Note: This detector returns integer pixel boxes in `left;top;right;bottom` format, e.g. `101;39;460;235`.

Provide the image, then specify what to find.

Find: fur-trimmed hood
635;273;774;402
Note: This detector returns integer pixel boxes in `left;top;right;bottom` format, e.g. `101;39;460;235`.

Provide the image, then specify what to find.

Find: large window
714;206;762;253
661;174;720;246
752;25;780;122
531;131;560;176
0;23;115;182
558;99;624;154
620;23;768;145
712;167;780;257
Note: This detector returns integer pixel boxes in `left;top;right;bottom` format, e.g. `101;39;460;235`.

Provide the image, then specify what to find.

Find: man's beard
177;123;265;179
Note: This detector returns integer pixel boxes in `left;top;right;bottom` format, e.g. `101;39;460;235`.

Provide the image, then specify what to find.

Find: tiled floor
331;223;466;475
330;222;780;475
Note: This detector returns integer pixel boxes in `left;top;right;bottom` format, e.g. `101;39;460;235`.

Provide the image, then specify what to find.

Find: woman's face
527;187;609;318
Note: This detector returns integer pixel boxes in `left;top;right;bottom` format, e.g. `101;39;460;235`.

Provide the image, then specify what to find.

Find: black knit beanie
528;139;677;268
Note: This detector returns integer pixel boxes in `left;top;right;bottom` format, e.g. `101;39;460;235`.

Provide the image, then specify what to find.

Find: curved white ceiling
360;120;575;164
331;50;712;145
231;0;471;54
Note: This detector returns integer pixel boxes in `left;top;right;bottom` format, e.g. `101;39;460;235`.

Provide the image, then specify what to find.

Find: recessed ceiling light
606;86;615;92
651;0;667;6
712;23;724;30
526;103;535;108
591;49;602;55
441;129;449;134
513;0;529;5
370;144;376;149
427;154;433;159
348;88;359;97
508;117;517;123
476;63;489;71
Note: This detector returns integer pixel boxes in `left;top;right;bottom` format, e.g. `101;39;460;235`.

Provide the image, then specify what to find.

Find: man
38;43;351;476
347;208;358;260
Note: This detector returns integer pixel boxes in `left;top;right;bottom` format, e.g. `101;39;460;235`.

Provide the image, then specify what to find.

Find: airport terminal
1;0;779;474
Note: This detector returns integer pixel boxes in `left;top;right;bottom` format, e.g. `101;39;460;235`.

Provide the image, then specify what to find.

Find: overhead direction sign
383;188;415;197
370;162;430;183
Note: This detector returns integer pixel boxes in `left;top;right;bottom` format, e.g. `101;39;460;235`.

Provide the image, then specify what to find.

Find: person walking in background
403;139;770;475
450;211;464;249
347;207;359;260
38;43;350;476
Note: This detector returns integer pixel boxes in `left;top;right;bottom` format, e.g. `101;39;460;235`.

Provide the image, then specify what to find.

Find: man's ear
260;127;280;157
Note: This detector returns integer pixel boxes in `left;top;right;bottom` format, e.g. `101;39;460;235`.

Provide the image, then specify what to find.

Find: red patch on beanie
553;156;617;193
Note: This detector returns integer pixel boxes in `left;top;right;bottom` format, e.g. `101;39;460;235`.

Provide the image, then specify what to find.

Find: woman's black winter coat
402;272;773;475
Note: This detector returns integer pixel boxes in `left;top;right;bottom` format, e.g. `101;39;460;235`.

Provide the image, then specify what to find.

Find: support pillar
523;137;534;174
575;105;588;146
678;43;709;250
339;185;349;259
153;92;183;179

-- Problem statement --
Transcribe all the material exactly.

-- Task result --
Note: This detector returns integer pixel boxes in `left;top;right;bottom` format, e.g. `101;39;460;235`.

Provide the image, then specify what to find.

Find: fur-trimmed hood
635;273;774;402
Note: This detector returns integer pixel boxes in `left;top;right;bottom` format, e.g. `101;39;460;235`.

Provide the image, then specify what to find.

Find: large window
714;206;762;253
661;174;720;246
752;25;780;122
531;131;560;176
0;23;115;182
558;99;624;154
620;23;768;145
712;167;780;257
Note: This detector returns integer pixel boxes in `left;top;right;bottom` format, e.g. `101;39;460;235`.

Provide the image, then specify what to find.

Find: man's beard
177;123;265;179
Note: This detector returns integer pixel boxes in `left;top;right;bottom` format, e.g. `101;39;460;235`.

Provide the image, then specify what to find.

Find: tiled floor
331;223;466;475
330;222;780;475
Note: This detector returns integer pixel boxes in `left;top;right;bottom` format, e.g. `101;39;460;235`.

Provide the image, then specify what to find.

Find: woman's face
527;187;609;318
Note: This detector returns integer pixel boxes in `left;top;right;bottom` format, e.g. `101;39;460;235`.

Provide the image, then specify what to find.

Find: black knit beanie
528;139;677;268
Note: This detector returns integer pixel boxes in `left;top;right;bottom` format, e.g. `101;39;460;235`.

Provide the image, then specify what to find.

Find: curved white ceiling
360;120;575;164
331;50;712;145
231;0;471;54
Note: This detector returns integer pixel boxes in `left;top;right;bottom` format, e.g. `101;39;460;235`.

Provide the image, then specify what to find.

Find: recessed ceiling light
606;86;615;92
651;0;667;6
712;23;724;30
526;103;535;108
591;49;602;55
441;129;449;134
513;0;529;5
370;144;376;149
427;154;433;159
348;88;359;97
508;117;517;123
476;63;489;71
Note: This detector returns integer pixel boxes in `left;top;right;bottom` format, e.g. `101;39;460;235`.

Provide the image, then specify what to find.

Find: man
38;43;351;476
347;208;358;260
Note: This detector returns integer pixel boxes in `left;top;right;bottom` format, e.g. `101;39;460;235`.

Provide the image, then specify what to find.

Find: airport terminal
1;0;779;474
Note: This detector returns integer pixel boxes in `left;top;right;bottom` format, e.g. `101;39;460;235`.

Provide the image, then specify what to find.

Find: overhead direction sign
383;188;415;197
370;162;430;183
Note: This detector returns integer pixel boxes in `left;top;right;bottom` format, e.g. `101;39;460;235`.

Provide the image, then specify what to find.

Find: person walking in background
403;139;770;475
450;211;464;249
347;207;359;260
38;43;350;476
Note: This detector returns integer pixel boxes in `left;top;right;bottom` format, e.g. `101;39;460;235`.

Provide the image, then specify what to find.

Find: man's ear
260;127;280;157
Note: This detector returns integer pixel boxes in `left;top;right;bottom` format, e.g. `101;39;460;235`.

Provide the image, then specify what to find.

Find: red patch on beanie
553;156;617;193
Note: This detector returns integer pixel boxes in `left;top;right;bottom` format, e.g. `101;39;460;235`.

Provide the image, then specify what to find.

Find: woman's black winter coat
402;272;773;475
Note: This detector returns integer pixel boxes in `left;top;right;bottom` format, e.g. `101;39;460;235`.

Provide the image, then specify what to find.

Find: support pillar
523;137;534;174
575;105;588;146
678;43;709;250
339;185;349;259
153;92;183;179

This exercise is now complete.